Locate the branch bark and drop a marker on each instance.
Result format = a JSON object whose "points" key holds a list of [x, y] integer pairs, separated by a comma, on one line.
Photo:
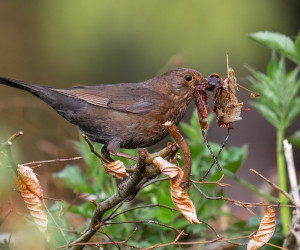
{"points": [[126, 191]]}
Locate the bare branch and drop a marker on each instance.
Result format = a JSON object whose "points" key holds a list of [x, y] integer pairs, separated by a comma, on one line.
{"points": [[185, 150], [275, 186]]}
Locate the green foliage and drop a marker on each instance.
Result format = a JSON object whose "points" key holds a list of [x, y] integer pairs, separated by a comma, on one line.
{"points": [[100, 186], [281, 43], [279, 102], [295, 139]]}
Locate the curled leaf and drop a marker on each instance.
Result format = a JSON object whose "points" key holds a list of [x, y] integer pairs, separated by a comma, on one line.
{"points": [[180, 198], [116, 169], [265, 230], [201, 101], [32, 194], [227, 107], [166, 167]]}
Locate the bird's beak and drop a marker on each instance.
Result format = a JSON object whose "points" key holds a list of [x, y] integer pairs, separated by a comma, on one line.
{"points": [[203, 84], [213, 81]]}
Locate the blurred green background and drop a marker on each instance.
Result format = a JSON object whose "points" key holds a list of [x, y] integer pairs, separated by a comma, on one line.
{"points": [[64, 43]]}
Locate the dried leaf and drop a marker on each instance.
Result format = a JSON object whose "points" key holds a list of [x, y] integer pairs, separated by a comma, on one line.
{"points": [[265, 230], [227, 107], [179, 197], [166, 167], [116, 169], [32, 194], [201, 101], [182, 200]]}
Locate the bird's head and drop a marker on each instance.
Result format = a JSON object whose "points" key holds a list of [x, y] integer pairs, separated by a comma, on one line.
{"points": [[182, 82]]}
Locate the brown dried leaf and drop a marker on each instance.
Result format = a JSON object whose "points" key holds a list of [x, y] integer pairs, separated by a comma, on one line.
{"points": [[166, 167], [201, 101], [182, 200], [179, 197], [116, 169], [227, 107], [32, 193], [265, 230]]}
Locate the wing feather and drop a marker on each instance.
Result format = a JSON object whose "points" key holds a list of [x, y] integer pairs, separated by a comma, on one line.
{"points": [[129, 98]]}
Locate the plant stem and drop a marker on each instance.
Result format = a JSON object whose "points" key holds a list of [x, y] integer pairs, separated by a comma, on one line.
{"points": [[250, 186], [282, 178]]}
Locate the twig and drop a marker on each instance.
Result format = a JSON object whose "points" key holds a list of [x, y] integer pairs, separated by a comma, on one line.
{"points": [[6, 146], [56, 224], [130, 188], [238, 203], [219, 183], [130, 236], [138, 207], [249, 186], [110, 215], [54, 160], [287, 195], [103, 231], [288, 152], [154, 181], [11, 139], [223, 145], [93, 149], [185, 150], [143, 222]]}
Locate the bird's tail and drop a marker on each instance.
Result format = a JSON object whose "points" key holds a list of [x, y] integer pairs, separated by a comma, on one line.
{"points": [[36, 90]]}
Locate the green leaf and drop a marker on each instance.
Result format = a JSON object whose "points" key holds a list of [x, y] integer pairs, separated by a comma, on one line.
{"points": [[75, 179], [267, 113], [297, 44], [236, 157], [86, 209], [279, 42], [295, 139], [293, 112]]}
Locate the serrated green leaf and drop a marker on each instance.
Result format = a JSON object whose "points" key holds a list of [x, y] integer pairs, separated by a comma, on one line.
{"points": [[293, 112], [272, 66], [267, 113], [279, 42], [295, 139], [297, 44], [74, 179]]}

# # # # #

## THE EXERCISE:
Each line from the one containing "Locate the green leaf" to the end of the listing above should be copied exactly, and nothing else.

## RESULT OF THIS EXERCISE:
Locate the green leaf and drop a marker on each instance.
Result format = a JSON object whose "points" key holds a list of [x, y] integer pairs, separated by a comma, on one line.
{"points": [[75, 179], [267, 113], [297, 44], [236, 157], [86, 209], [279, 42], [295, 139], [293, 112]]}
Locate the serrated green leaf and drop a marker on each instance.
Result format = a JSON object whose "points" key holds a list of [x, y] integer pairs, separated by a comma, on one line.
{"points": [[293, 112], [272, 66], [267, 113], [279, 42], [295, 139], [297, 44], [74, 179]]}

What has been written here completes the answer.